**** DATA PROVIDED ****

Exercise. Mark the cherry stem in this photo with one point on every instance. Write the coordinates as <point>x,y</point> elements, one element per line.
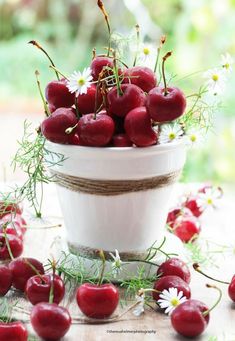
<point>46,109</point>
<point>102,257</point>
<point>197,268</point>
<point>162,42</point>
<point>205,313</point>
<point>35,43</point>
<point>137,43</point>
<point>163,71</point>
<point>106,17</point>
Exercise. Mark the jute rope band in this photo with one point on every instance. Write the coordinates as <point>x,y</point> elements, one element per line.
<point>113,187</point>
<point>92,253</point>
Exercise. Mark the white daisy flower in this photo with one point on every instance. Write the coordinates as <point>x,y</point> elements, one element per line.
<point>209,198</point>
<point>170,299</point>
<point>170,133</point>
<point>140,298</point>
<point>227,61</point>
<point>117,263</point>
<point>79,82</point>
<point>215,81</point>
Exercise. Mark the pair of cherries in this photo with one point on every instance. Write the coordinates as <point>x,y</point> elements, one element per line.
<point>191,317</point>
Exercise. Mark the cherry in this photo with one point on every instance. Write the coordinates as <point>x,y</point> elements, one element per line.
<point>9,208</point>
<point>171,281</point>
<point>141,76</point>
<point>87,103</point>
<point>97,301</point>
<point>187,228</point>
<point>58,95</point>
<point>95,130</point>
<point>139,129</point>
<point>98,64</point>
<point>175,212</point>
<point>191,203</point>
<point>54,127</point>
<point>38,289</point>
<point>5,279</point>
<point>176,267</point>
<point>13,331</point>
<point>15,244</point>
<point>50,321</point>
<point>120,104</point>
<point>188,318</point>
<point>24,268</point>
<point>121,140</point>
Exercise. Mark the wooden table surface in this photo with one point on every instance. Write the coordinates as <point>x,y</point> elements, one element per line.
<point>217,226</point>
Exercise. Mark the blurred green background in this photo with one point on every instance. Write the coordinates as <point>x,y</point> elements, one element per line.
<point>197,31</point>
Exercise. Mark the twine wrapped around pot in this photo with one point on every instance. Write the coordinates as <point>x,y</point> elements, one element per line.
<point>113,187</point>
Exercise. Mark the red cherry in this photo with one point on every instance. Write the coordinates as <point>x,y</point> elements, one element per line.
<point>139,129</point>
<point>121,140</point>
<point>87,102</point>
<point>176,267</point>
<point>22,271</point>
<point>175,212</point>
<point>38,289</point>
<point>50,321</point>
<point>5,280</point>
<point>191,203</point>
<point>95,131</point>
<point>58,95</point>
<point>141,76</point>
<point>231,289</point>
<point>54,127</point>
<point>14,331</point>
<point>15,243</point>
<point>188,319</point>
<point>164,108</point>
<point>120,104</point>
<point>98,64</point>
<point>171,281</point>
<point>97,301</point>
<point>187,228</point>
<point>9,208</point>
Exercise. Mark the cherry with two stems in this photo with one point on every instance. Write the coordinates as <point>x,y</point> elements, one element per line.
<point>191,317</point>
<point>98,301</point>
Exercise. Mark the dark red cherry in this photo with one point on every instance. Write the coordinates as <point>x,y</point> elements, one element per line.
<point>58,95</point>
<point>187,228</point>
<point>95,131</point>
<point>50,321</point>
<point>22,271</point>
<point>98,64</point>
<point>120,104</point>
<point>139,128</point>
<point>141,76</point>
<point>171,281</point>
<point>165,108</point>
<point>97,301</point>
<point>121,140</point>
<point>15,244</point>
<point>13,331</point>
<point>88,103</point>
<point>188,319</point>
<point>54,127</point>
<point>175,266</point>
<point>38,289</point>
<point>5,279</point>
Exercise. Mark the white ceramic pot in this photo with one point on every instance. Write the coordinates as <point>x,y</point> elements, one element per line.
<point>129,222</point>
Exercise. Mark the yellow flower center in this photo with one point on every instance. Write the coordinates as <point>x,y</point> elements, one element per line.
<point>172,136</point>
<point>215,77</point>
<point>81,81</point>
<point>146,51</point>
<point>175,302</point>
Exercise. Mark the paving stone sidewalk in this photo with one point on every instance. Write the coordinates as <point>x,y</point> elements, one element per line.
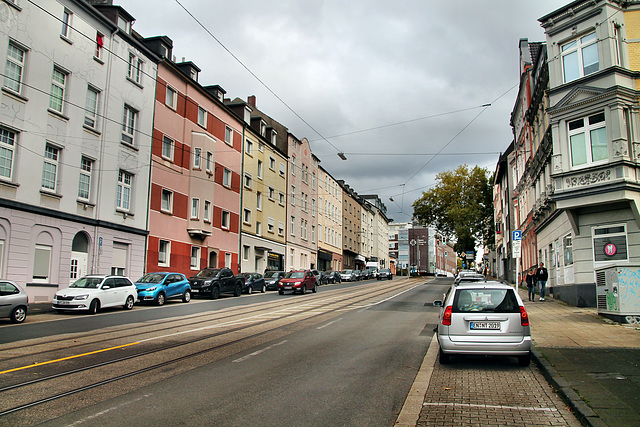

****

- TASK DIRECTIONS: Set down the entries above exactly, and keep every picture out of your copy.

- RESPONSE BOX:
Exercise. Mark the cherry stem in this photo with one point on every instance. Write the coordinates as <point>x,y</point> elements, one element per line.
<point>46,109</point>
<point>102,257</point>
<point>197,268</point>
<point>162,42</point>
<point>205,313</point>
<point>35,43</point>
<point>137,43</point>
<point>163,71</point>
<point>106,17</point>
Exercise. Mark the jute rope band in this photo with one point on every instance. Write the coordinates as <point>x,y</point> elements, one element per line.
<point>113,187</point>
<point>92,253</point>
Exercise. Mark the white daisy flower in this photo with one point on every instance. Write the coordinates as <point>x,y</point> elements, one element per line.
<point>209,198</point>
<point>170,299</point>
<point>170,133</point>
<point>140,298</point>
<point>227,61</point>
<point>117,263</point>
<point>79,82</point>
<point>215,81</point>
Exercise. Mark the pair of cherries in this photo with one point on every instance. Write the coordinates as <point>x,y</point> elements, one element per line.
<point>191,317</point>
Exercise. Mark the cherry in this photo with one point on every instance. Write the coordinates as <point>x,y</point> elements, one element per line.
<point>9,208</point>
<point>171,281</point>
<point>141,76</point>
<point>87,103</point>
<point>97,301</point>
<point>187,228</point>
<point>58,95</point>
<point>95,130</point>
<point>139,129</point>
<point>98,64</point>
<point>175,212</point>
<point>191,203</point>
<point>54,127</point>
<point>38,289</point>
<point>5,279</point>
<point>176,267</point>
<point>13,331</point>
<point>15,244</point>
<point>50,321</point>
<point>120,104</point>
<point>188,318</point>
<point>24,268</point>
<point>121,140</point>
Exercise. Mark the wooden table surface in this photo with one point on every instance. Write the coordinates as <point>x,y</point> elements, one element per line.
<point>217,226</point>
Exercise. Mark the blurred green background in this photo with one point on every instance. Write the coordinates as <point>x,y</point> elements, one element per line.
<point>197,31</point>
Exercise. Mark the twine wrapped around pot in this photo with one point on every instance. Write the coordinates as <point>x,y</point> elements, one element per line.
<point>113,187</point>
Exercise. Mark the red cherry in this photo with one point on every instance. Write the coordinates as <point>x,y</point> elements, one element per line.
<point>139,129</point>
<point>121,140</point>
<point>87,102</point>
<point>176,267</point>
<point>22,271</point>
<point>175,212</point>
<point>38,289</point>
<point>50,321</point>
<point>5,280</point>
<point>191,203</point>
<point>95,131</point>
<point>58,95</point>
<point>141,76</point>
<point>231,289</point>
<point>54,127</point>
<point>14,331</point>
<point>15,243</point>
<point>188,319</point>
<point>164,108</point>
<point>120,104</point>
<point>98,64</point>
<point>171,281</point>
<point>97,301</point>
<point>187,228</point>
<point>9,208</point>
Exercise. Mark the cherry with two stems in this photo with one point on every instance. Write the coordinates as <point>x,y</point> elements, one element per line.
<point>191,317</point>
<point>98,301</point>
Exercise. Mark the dark red cherry in this photo with one point on every instance. Write the coordinates as <point>x,y</point> elements, one element per line.
<point>58,95</point>
<point>187,228</point>
<point>95,131</point>
<point>50,321</point>
<point>22,271</point>
<point>98,64</point>
<point>120,104</point>
<point>139,128</point>
<point>141,76</point>
<point>171,281</point>
<point>165,108</point>
<point>97,301</point>
<point>121,140</point>
<point>15,244</point>
<point>13,331</point>
<point>88,103</point>
<point>188,319</point>
<point>54,127</point>
<point>175,266</point>
<point>38,289</point>
<point>5,279</point>
Exercise. Mark the white ceramic pot in this photo with one point on every instance. Write the coordinates as <point>x,y</point> elements, one element per line.
<point>129,222</point>
Exercise. Mark the yellow flower center in this photo with one point on every instance. Write the coordinates as <point>x,y</point> elements, one element per line.
<point>172,136</point>
<point>215,77</point>
<point>81,81</point>
<point>146,51</point>
<point>175,302</point>
Exercise. Mark the paving stone sidewalk in this photo with one point on every instance. Write the coordinates as <point>x,y</point> elements, one element per line.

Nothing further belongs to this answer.